GOAL OF THE EXERCISE: What lines in the listing include "point"? Return a copy of each.

EXCERPTED RECORDS:
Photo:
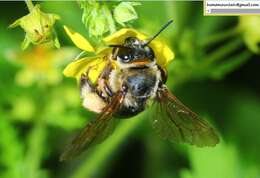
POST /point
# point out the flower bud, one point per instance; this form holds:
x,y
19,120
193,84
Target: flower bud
x,y
38,27
125,12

COMPLETED EXERCISE:
POST /point
# point out the flower bud, one point per instance; this form holds:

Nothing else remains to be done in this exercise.